• _What is being asked_:
Pull out every line in the records below that contains the string "target", matching case exactly.

• _Exercise input_:
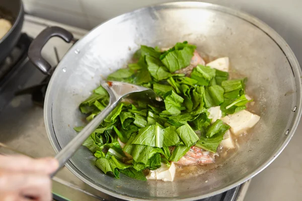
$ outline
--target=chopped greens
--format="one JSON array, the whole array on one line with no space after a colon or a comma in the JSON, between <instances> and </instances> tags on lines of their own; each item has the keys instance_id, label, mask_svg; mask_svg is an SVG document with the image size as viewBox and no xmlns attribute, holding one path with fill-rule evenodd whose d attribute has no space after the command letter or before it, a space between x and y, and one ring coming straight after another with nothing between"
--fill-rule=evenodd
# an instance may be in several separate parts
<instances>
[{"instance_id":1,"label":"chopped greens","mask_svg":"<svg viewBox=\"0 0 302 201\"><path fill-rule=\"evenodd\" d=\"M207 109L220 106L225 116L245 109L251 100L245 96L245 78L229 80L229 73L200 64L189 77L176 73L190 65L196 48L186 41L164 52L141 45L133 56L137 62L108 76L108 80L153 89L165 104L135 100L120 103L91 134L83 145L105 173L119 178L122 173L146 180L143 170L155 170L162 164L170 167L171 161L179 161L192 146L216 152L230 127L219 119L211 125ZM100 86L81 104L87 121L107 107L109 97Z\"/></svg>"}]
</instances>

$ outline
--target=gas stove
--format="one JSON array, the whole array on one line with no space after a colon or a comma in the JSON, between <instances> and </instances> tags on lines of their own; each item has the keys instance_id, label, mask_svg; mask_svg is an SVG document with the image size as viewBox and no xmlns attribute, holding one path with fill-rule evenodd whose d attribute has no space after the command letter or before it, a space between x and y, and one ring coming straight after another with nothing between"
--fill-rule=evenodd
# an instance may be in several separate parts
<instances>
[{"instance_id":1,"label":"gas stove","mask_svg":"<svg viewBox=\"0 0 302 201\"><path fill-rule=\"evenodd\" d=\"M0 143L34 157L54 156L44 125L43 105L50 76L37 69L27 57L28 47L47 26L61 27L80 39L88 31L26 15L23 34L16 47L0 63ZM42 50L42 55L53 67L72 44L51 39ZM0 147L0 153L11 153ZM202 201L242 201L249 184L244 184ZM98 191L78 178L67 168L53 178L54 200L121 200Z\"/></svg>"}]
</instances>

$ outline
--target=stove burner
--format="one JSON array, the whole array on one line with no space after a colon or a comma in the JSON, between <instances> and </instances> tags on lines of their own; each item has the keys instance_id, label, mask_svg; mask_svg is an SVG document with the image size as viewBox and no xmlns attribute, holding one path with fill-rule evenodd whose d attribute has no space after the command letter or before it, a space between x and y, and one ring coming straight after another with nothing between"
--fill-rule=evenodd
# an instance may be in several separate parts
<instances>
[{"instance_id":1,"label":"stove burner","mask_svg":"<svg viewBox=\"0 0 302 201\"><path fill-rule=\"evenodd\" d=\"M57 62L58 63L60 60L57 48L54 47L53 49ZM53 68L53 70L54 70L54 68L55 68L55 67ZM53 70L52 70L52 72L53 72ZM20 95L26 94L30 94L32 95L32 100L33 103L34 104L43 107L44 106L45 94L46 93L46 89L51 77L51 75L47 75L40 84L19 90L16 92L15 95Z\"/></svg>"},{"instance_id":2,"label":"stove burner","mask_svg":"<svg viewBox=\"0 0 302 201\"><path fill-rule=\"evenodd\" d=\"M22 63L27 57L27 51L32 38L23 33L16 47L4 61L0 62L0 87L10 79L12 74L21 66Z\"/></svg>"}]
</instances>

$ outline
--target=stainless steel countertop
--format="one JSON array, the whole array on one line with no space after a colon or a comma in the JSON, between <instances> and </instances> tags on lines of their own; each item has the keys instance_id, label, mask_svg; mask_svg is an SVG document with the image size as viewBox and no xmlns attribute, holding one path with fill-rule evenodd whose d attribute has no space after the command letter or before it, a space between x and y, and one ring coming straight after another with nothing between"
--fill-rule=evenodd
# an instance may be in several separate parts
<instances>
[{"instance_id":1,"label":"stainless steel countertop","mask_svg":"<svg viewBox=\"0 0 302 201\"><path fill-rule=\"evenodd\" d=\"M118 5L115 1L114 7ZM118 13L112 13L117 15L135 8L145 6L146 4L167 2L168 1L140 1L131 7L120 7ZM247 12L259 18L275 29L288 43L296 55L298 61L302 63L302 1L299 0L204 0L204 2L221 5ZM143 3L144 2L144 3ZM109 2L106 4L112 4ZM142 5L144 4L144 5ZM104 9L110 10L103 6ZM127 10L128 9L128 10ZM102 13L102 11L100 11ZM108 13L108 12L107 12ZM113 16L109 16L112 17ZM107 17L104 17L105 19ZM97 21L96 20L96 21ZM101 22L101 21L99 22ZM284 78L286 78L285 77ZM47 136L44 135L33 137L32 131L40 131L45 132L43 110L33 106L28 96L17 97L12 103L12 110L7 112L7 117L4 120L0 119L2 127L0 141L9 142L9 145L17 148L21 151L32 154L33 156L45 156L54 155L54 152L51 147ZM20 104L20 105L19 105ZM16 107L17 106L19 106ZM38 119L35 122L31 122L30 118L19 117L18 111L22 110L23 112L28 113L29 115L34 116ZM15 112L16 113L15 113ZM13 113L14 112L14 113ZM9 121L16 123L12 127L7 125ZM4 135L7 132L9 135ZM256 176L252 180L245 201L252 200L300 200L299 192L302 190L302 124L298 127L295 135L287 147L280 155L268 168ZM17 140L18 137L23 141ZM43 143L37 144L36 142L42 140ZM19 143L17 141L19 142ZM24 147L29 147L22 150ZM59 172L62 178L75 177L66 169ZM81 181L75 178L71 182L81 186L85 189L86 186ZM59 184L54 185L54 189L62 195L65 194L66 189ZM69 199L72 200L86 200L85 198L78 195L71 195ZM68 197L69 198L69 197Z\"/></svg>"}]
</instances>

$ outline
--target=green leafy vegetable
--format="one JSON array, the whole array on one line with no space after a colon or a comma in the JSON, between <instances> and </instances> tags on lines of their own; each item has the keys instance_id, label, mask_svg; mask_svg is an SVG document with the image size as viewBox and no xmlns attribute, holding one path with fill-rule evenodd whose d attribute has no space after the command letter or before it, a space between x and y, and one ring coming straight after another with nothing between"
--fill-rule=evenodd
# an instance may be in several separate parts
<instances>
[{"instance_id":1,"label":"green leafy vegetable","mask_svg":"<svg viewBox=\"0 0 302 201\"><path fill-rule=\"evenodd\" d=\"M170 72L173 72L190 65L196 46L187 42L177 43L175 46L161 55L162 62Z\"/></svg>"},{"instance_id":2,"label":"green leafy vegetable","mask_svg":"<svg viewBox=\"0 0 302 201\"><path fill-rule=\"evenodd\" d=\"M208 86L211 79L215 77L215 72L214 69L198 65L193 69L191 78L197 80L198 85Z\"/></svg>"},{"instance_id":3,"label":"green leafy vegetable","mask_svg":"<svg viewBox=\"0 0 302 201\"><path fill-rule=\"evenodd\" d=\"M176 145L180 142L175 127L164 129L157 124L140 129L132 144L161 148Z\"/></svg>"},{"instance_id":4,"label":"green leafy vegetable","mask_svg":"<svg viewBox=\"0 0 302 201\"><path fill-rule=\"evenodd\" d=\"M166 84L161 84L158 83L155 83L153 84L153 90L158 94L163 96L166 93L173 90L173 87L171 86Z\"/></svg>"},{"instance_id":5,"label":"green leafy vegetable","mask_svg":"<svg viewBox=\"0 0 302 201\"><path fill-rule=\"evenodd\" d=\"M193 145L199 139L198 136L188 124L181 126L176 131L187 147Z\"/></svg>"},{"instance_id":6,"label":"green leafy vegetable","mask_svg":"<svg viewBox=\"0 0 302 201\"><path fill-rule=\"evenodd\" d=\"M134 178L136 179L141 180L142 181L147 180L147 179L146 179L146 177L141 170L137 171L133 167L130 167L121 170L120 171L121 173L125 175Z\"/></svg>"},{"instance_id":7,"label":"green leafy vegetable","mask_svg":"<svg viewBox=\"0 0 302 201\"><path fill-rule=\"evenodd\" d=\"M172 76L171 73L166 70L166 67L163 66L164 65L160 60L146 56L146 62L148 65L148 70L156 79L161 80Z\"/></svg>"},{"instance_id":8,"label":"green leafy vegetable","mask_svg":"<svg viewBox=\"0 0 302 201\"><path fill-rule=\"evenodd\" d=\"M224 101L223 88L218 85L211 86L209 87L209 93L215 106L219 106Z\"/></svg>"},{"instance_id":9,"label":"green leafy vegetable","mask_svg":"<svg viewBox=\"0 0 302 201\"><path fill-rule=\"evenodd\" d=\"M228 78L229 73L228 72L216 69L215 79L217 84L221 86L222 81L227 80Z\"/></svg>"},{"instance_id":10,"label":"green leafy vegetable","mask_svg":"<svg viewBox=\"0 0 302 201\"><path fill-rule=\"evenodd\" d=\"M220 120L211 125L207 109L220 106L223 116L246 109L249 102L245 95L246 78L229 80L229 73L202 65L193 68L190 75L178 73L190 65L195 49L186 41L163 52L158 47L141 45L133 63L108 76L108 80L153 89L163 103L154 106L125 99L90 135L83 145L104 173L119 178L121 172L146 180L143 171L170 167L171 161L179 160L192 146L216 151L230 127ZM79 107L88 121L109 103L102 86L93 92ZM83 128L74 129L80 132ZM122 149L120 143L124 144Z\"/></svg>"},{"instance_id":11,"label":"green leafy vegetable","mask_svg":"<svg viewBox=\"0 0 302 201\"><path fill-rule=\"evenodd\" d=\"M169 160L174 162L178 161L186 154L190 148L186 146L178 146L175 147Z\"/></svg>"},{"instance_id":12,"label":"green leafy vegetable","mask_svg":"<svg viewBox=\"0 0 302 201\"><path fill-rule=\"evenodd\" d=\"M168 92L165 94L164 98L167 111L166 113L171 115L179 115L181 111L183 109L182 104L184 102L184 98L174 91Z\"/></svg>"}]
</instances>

• _Exercise solution_:
--target=chopped greens
--target=gas stove
--target=stove burner
--target=stainless steel countertop
--target=green leafy vegetable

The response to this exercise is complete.